What this task involves: Count the lines in the records below that contain the word "walnut", treating uppercase and lowercase as different, and reply with only the number.

Available records:
-- start --
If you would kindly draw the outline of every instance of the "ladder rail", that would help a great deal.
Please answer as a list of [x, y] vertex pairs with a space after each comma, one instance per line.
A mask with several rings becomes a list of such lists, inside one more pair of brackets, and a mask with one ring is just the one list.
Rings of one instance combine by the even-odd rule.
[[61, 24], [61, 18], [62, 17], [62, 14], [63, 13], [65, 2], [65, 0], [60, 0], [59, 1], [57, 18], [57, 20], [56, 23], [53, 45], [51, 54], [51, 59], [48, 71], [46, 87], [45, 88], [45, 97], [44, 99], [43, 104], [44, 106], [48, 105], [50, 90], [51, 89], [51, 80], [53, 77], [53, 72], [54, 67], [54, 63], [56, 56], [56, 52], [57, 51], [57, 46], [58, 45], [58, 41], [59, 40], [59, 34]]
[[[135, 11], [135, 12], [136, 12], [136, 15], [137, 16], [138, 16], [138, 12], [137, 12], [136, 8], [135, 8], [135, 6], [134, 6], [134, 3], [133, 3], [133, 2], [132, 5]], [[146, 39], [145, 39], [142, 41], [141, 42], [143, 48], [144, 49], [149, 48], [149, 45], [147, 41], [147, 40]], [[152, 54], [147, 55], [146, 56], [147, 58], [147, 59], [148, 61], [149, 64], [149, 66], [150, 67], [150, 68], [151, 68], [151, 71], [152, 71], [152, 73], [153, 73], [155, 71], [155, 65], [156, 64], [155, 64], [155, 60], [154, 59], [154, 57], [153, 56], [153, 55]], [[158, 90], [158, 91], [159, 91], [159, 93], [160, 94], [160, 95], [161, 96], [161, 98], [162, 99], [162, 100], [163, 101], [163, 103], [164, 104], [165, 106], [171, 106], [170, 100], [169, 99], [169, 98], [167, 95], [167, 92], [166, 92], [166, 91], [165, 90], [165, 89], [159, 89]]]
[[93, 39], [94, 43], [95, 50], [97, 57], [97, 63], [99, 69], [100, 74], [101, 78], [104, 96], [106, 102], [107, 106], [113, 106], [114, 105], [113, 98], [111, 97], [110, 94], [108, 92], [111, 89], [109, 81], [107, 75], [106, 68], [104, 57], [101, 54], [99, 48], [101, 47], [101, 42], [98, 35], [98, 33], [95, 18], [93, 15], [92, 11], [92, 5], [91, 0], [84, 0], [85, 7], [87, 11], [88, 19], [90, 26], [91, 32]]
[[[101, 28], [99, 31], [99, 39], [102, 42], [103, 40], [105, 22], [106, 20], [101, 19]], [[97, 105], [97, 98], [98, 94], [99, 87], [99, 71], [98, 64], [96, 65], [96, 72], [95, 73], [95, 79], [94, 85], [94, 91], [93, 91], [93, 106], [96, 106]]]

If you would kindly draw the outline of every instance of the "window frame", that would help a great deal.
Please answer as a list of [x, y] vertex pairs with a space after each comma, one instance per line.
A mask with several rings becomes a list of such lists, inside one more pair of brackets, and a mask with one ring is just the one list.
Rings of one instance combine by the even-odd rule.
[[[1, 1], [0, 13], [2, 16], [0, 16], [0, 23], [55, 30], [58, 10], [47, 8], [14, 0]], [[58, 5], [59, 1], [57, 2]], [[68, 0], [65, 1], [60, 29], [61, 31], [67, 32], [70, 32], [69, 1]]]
-- end --
-- start --
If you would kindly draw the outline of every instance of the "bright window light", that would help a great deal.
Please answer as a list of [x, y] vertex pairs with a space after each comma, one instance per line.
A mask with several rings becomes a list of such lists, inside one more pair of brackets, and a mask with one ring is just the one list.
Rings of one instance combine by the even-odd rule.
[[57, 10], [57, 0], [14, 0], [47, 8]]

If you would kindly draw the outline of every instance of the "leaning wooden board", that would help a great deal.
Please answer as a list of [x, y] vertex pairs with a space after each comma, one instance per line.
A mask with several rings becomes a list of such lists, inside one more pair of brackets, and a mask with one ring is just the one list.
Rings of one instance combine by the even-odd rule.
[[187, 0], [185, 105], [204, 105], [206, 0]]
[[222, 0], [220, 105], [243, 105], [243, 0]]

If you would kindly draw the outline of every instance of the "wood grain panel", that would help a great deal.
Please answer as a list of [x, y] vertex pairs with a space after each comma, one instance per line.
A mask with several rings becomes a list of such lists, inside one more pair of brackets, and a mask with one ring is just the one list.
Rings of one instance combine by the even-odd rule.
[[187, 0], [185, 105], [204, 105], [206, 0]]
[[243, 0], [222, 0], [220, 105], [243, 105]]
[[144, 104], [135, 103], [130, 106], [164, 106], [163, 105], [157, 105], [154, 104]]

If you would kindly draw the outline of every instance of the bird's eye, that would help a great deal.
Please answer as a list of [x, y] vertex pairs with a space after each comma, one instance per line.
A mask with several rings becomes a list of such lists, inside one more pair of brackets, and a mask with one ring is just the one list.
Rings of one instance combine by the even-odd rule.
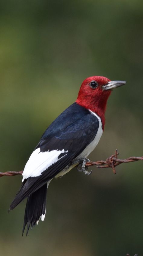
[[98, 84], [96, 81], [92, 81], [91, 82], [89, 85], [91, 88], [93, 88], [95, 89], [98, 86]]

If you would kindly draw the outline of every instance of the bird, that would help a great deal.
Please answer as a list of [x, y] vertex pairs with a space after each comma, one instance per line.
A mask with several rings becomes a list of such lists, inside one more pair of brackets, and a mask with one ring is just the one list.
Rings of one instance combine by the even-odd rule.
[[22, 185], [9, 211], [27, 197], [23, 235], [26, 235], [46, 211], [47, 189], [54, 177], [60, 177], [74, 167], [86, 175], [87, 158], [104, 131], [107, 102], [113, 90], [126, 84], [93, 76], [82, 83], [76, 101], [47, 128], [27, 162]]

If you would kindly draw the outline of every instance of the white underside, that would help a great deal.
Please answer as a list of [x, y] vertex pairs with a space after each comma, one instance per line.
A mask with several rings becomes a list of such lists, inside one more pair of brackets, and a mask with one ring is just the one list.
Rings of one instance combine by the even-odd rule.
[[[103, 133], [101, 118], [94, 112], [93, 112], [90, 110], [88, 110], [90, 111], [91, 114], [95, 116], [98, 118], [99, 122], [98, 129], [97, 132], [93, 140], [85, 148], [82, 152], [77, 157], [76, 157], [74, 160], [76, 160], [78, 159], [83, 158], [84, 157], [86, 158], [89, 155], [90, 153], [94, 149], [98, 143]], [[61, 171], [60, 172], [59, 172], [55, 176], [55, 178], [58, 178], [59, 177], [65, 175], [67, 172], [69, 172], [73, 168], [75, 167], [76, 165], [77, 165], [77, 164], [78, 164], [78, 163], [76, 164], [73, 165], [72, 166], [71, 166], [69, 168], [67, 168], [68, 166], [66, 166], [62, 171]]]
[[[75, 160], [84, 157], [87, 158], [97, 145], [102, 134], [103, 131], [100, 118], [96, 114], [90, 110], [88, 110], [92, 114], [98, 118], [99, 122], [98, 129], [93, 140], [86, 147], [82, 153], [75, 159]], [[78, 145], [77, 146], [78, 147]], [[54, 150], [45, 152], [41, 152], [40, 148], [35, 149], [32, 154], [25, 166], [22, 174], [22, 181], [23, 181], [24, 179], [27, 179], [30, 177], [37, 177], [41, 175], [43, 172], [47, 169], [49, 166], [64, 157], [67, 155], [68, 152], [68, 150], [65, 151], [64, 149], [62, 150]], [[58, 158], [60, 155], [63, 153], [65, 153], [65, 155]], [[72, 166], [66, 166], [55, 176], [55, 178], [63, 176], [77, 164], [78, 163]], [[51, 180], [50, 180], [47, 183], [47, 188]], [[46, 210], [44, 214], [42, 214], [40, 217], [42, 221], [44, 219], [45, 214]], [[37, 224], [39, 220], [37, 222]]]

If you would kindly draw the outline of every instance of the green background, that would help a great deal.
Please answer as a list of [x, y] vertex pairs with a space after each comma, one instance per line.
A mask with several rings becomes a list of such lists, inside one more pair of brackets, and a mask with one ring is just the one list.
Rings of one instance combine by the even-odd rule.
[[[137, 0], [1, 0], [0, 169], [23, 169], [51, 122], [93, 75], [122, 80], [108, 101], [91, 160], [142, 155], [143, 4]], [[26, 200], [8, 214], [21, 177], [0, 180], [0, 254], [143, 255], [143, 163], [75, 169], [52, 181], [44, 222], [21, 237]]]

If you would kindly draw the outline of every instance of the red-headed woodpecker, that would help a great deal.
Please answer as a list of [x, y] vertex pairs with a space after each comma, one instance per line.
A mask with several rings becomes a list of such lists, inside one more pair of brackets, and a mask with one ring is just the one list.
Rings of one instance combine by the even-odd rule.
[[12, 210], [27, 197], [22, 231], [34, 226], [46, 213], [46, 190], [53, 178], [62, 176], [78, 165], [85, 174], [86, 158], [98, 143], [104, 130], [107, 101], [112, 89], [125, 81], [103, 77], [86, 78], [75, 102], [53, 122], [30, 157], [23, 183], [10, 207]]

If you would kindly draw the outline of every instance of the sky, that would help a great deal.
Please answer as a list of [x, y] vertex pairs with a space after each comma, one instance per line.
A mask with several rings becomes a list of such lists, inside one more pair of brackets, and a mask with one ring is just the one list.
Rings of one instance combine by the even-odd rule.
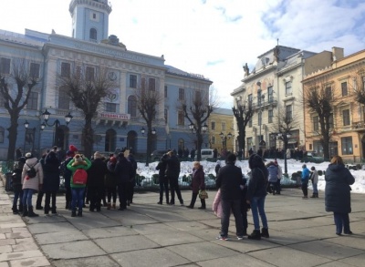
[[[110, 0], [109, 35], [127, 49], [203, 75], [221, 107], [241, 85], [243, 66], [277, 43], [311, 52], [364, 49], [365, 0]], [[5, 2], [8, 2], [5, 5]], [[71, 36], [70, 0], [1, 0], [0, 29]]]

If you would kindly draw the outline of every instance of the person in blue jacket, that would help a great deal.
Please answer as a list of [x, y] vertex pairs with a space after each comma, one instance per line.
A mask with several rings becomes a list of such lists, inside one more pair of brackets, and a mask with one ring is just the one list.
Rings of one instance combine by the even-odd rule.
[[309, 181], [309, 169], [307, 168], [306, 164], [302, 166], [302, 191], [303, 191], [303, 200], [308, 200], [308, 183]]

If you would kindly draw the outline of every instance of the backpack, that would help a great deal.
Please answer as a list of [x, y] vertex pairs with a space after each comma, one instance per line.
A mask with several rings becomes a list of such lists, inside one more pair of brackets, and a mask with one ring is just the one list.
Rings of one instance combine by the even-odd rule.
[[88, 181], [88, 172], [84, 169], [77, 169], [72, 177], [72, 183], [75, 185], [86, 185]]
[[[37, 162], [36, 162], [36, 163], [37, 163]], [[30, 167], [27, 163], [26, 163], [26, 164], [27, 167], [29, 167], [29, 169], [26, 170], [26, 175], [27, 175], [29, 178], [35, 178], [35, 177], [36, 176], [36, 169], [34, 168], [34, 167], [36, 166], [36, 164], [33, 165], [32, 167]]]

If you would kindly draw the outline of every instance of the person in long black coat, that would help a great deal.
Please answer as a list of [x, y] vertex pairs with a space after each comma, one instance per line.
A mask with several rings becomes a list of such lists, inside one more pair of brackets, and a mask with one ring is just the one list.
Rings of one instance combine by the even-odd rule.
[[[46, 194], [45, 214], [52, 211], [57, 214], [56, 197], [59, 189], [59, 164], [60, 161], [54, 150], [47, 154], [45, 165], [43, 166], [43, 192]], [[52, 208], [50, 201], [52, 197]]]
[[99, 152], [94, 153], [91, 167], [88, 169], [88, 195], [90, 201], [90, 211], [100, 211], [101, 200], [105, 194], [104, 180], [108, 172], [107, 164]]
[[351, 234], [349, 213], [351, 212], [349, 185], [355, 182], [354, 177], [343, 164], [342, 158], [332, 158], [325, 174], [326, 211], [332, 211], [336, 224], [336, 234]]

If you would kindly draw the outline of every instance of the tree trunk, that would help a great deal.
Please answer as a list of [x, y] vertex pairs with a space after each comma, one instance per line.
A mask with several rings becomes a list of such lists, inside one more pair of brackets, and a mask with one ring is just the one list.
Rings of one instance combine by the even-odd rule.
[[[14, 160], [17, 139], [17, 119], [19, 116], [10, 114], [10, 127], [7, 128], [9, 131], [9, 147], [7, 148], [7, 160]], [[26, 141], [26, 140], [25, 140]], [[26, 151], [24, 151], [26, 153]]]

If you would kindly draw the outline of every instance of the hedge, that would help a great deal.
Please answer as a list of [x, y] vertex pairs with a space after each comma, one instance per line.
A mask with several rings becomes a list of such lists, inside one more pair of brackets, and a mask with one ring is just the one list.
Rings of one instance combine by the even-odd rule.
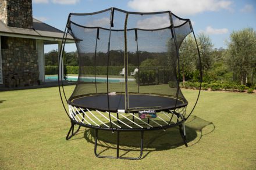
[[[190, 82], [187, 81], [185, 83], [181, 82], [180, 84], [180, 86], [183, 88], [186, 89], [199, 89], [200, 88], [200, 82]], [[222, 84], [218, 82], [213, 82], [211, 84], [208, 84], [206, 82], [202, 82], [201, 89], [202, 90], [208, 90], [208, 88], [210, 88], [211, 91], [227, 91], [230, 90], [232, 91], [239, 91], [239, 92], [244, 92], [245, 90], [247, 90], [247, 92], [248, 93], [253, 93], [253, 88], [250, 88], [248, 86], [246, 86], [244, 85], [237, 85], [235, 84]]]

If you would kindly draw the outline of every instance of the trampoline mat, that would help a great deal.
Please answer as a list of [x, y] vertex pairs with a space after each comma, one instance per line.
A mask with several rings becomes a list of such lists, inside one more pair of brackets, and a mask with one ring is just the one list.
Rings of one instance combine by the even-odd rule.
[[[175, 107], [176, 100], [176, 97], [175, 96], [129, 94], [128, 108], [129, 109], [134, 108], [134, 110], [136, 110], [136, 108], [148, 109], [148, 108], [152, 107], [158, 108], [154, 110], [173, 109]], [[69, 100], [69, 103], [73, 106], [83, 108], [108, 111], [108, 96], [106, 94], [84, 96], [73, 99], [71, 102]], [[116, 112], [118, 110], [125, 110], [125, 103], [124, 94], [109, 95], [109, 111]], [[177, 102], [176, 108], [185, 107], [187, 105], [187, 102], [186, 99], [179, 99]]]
-- end --
-- start --
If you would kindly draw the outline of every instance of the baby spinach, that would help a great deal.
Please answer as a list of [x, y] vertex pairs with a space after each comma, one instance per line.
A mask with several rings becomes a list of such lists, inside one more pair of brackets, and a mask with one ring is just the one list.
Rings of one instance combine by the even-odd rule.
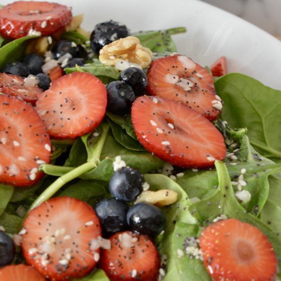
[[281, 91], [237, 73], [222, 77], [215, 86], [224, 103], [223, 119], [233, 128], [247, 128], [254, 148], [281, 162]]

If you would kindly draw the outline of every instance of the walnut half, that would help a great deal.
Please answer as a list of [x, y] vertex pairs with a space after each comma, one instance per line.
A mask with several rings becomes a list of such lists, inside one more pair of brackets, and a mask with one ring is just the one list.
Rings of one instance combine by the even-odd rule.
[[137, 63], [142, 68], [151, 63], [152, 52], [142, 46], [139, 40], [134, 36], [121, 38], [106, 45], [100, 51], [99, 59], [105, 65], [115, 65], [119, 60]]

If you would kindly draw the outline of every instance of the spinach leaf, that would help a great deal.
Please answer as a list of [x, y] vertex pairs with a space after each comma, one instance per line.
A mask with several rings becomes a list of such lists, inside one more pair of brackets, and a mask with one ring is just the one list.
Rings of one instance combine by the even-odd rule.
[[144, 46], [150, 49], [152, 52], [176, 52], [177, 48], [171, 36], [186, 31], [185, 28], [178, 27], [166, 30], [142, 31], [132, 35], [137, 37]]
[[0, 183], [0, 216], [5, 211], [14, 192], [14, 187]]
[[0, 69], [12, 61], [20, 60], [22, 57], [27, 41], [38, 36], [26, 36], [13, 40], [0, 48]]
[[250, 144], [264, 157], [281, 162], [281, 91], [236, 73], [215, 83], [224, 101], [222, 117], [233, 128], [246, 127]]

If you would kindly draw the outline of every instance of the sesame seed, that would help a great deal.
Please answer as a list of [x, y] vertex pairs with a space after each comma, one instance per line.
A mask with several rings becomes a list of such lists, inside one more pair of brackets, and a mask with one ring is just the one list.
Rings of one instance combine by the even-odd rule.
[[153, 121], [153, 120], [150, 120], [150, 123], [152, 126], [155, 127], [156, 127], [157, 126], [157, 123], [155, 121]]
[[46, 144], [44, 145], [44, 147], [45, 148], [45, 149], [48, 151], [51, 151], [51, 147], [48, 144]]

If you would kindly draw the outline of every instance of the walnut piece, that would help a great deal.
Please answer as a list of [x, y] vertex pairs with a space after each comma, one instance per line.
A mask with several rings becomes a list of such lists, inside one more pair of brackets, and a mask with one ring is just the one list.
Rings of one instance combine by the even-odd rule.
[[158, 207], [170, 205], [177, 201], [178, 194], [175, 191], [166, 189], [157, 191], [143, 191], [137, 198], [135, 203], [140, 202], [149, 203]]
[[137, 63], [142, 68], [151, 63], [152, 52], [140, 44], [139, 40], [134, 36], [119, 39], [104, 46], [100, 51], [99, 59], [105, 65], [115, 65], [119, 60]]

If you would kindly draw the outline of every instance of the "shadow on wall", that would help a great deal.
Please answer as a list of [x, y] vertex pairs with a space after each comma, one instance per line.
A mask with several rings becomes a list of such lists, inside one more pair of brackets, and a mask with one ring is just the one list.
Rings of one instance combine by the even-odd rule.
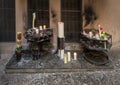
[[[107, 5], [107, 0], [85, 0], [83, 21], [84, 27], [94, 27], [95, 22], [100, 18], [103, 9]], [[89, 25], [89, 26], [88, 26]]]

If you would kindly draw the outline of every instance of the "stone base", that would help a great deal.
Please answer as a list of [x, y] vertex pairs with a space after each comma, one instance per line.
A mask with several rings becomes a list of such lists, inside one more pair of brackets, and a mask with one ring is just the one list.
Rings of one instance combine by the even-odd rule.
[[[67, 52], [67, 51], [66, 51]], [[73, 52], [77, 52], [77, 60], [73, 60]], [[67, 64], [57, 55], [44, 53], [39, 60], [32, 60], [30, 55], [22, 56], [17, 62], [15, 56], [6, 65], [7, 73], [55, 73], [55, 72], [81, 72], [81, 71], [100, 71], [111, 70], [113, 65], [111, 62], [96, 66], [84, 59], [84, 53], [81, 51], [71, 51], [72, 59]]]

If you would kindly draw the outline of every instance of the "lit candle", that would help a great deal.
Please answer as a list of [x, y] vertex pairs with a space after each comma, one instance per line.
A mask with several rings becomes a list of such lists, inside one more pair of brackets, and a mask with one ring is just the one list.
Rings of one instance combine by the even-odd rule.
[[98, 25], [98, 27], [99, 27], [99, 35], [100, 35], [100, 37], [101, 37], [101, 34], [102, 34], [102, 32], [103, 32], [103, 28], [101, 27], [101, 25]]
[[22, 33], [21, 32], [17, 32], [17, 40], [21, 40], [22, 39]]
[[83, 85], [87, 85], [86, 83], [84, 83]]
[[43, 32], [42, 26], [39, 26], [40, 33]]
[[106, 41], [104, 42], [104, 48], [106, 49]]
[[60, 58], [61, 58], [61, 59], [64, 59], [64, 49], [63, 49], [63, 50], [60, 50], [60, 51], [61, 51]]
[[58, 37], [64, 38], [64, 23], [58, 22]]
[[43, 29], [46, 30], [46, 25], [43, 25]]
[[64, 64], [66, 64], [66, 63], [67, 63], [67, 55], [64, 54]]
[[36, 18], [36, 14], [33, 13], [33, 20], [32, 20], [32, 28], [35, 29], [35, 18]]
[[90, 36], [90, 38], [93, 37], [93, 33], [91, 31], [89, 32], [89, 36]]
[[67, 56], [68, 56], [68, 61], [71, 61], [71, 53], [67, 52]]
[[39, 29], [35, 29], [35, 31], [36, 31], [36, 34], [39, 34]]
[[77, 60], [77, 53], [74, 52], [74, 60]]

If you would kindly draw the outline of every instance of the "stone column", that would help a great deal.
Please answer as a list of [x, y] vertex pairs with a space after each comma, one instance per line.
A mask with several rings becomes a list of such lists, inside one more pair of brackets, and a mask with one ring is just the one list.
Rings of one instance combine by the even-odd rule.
-- end --
Exercise output: 2